**ТЕКСТОВЫЙ ФРАГМЕНТ**

-*-*-

Голос, преодолевший время, Закуренко А. Ю., Год: 2010
Время на прочтение: 7 минут(ы)
Прежде всего отмечу необычность книги. Возвращение в русскую литературу почти забытого имени сопровождается особой формой подачи материала — составитель и комментатор менее всего блюдет научную политкорректность. С первых же фраз обширного послесловия Чертков бросается в бой, низвергая устоявшиеся авторитеты и опровергая несостоявшееся, по причине отсутствия материалов, мнение о масштабе литературного дарования Свенцицкого. Не буду спорить с составителем, тем более, мне близка страстность в избранном им жанре ‘комментарии и толкования’, позволяющем не просто с некой абстрактной научной (а чаще лишь имитирующей научную) точки зрения вещать очевидности, но провоцирующем на спор и ответные движения разума и души.

-*-*-

[Сохранённые записи]
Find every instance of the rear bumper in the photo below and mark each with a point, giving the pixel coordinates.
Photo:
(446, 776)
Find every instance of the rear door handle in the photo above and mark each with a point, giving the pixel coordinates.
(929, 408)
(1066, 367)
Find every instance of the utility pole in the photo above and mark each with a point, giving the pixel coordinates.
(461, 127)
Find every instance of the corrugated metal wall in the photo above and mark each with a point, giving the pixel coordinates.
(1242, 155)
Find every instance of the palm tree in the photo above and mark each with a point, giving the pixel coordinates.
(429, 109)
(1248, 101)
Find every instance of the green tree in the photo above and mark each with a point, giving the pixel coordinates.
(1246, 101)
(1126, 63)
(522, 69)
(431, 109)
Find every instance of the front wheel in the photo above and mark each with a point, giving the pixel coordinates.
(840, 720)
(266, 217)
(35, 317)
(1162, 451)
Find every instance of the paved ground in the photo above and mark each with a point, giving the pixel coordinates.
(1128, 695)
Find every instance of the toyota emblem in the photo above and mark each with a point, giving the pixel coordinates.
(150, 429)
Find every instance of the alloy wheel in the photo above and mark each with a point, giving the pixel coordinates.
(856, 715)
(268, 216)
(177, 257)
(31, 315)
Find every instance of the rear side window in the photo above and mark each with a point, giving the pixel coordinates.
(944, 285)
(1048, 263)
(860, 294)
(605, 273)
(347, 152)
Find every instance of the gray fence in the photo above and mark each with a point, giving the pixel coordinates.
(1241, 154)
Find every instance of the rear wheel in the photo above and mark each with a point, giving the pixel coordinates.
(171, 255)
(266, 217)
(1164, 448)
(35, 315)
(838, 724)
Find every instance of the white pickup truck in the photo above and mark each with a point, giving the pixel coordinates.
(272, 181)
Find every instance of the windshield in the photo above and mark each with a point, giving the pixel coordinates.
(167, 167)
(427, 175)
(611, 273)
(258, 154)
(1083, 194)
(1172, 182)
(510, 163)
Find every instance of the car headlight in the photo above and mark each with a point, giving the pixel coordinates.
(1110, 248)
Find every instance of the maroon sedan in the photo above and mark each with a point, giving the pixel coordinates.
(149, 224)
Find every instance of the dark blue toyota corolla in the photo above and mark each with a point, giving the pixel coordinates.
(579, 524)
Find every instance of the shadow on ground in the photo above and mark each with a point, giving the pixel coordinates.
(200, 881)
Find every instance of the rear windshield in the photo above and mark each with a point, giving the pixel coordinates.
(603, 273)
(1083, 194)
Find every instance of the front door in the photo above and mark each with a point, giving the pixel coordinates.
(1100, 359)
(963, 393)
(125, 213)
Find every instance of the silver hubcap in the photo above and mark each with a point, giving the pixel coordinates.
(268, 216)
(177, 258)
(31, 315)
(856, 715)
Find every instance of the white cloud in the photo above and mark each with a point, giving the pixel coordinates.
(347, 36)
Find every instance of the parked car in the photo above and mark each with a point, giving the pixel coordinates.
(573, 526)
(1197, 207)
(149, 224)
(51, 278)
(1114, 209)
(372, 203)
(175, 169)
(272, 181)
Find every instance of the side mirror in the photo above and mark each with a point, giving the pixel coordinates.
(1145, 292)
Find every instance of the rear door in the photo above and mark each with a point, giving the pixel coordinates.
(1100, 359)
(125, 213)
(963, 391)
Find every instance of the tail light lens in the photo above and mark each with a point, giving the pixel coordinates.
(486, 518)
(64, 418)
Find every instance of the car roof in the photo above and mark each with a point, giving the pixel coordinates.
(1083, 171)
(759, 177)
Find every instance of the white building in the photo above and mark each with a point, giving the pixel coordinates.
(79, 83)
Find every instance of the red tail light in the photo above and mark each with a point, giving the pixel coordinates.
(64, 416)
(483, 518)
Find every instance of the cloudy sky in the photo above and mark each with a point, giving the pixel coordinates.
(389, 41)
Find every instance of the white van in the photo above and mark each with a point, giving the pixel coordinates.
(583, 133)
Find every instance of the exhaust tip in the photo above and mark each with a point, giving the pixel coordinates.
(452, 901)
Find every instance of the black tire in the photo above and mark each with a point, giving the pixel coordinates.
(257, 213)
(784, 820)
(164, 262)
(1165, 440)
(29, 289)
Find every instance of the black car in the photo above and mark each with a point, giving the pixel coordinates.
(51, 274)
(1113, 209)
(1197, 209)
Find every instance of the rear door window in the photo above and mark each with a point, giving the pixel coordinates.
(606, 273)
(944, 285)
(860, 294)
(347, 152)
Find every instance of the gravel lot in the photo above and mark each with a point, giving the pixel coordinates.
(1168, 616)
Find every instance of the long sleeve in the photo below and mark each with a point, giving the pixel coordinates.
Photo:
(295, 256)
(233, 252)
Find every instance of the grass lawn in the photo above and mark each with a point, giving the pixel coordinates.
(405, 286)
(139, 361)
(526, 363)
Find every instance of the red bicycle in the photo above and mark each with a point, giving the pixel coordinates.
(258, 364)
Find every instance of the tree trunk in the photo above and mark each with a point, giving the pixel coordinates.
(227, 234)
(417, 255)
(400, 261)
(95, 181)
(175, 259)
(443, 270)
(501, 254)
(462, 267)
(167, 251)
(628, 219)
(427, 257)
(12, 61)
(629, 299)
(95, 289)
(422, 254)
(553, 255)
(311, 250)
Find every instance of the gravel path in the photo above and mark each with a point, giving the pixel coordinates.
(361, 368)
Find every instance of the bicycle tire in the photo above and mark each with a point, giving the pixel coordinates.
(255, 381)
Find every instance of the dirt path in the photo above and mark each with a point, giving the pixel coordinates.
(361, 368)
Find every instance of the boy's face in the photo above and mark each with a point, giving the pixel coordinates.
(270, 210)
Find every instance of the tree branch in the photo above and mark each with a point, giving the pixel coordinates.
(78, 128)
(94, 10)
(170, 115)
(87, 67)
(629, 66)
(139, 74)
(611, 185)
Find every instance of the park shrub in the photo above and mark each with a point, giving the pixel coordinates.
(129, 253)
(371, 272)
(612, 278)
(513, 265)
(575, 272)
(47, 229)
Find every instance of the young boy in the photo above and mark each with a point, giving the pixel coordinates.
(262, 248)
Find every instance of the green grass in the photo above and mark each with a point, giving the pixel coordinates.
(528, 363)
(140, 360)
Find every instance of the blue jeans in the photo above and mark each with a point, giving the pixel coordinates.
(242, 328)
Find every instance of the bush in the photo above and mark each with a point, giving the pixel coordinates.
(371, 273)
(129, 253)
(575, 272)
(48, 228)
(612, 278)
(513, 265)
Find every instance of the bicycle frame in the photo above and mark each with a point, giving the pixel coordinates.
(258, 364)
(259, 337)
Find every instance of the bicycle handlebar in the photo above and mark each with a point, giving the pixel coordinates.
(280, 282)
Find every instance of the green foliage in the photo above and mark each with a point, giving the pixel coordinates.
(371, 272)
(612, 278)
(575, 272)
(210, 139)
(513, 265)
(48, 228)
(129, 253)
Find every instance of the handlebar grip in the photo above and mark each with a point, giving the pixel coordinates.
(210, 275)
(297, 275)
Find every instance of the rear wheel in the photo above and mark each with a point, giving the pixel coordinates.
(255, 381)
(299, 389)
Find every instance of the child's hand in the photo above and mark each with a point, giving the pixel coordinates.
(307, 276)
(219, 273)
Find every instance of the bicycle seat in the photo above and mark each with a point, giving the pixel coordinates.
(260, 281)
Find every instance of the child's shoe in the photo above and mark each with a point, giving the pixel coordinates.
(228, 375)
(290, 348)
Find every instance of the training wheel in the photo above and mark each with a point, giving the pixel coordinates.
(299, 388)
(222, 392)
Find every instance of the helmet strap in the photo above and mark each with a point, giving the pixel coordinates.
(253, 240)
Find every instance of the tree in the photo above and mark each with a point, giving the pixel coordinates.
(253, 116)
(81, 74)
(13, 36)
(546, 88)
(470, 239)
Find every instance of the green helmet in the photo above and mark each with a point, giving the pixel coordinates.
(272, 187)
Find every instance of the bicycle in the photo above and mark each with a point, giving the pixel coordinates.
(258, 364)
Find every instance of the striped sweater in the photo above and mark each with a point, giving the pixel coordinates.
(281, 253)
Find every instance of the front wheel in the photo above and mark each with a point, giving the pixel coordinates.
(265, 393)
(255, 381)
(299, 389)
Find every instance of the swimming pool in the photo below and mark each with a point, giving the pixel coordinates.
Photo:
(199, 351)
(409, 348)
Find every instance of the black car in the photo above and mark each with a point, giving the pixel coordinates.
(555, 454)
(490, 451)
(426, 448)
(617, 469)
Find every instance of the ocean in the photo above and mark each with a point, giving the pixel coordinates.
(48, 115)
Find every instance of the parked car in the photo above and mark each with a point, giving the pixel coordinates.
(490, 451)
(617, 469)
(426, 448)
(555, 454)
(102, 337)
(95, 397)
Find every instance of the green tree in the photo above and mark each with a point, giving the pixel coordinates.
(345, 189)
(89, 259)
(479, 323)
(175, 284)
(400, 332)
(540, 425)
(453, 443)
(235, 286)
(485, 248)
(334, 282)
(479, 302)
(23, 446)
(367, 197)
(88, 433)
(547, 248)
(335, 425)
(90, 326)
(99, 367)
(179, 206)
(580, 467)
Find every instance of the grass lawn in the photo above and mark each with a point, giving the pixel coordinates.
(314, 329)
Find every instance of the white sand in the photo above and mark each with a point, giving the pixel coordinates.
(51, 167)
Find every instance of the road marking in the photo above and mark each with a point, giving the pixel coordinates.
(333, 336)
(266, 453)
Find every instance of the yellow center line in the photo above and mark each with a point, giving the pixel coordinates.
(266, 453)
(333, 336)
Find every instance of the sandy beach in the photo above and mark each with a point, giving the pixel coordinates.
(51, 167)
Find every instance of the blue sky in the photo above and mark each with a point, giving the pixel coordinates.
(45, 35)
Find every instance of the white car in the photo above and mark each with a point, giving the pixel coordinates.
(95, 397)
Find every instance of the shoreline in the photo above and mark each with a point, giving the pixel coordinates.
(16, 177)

-*-*-

**ЗАДАНИЯ ДЛЯ ВЫПОЛНЕНИЯ**
a – Перепишите без изменений строки записей, начиная с самой первой и заканчивая строкой, содержащей «(1242, 155)», включительно.
b – Продолжите текст о возвращении в русскую литературу имени Свенцицкого, начав сразу после его последнего предложения.

**ОТВЕТЫ К УПРАЖНЕНИЮ**
a –
Find every instance of the rear bumper in the photo below and mark each with a point, giving the pixel coordinates.
Photo:
(446, 776)
Find every instance of the rear door handle in the photo above and mark each with a point, giving the pixel coordinates.
(929, 408)
(1066, 367)
Find every instance of the utility pole in the photo above and mark each with a point, giving the pixel coordinates.
(461, 127)
Find every instance of the corrugated metal wall in the photo above and mark each with a point, giving the pixel coordinates.
(1242, 155)

b –
Но для доказательства тезиса ‘Свенцицкий — один из лучших прозаиков начала ХХ века’ совсем необязательно отказывать его современникам в способности чувствовать время и создавать типические образы. Чертков обвиняет представителей ‘посеребренного (не серебряного!) века’ в разрыве их слов и дел. Но приравнивание творческого акта к жизненному — глубочайшая ошибка (хотя и высочайший идеал в русской культуре) просто потому, что требовать от художественного произведения обязательного назидания — тот же утилитаризм, что у Писарева с компанией, правда, не эстетического, а этического толка. Сама красота художественного текста в обезбоженном, т. е. уродливом, мире — уже есть высшая форма назидания. Дети ядовитого века сумели в стихах преодолеть собственную жизненную раздвоенность. Конечно же, утверждение: ‘ни один мастер не создал образ, олицетворяющий то время’ — не соответствует действительности. Мелкий бес Сологуба, герои чеховских пьес, бунинской прозы, образы, населяющие рассказы Куприна и Андреева, повести и романы Горького, — лишь самая верхушка очень сильной и разнообразной прозы начала ХХ века. И оценивать Свенцицкого следует, не унижая ‘литературных противников’, но сопоставляя разные писательские манеры и стили.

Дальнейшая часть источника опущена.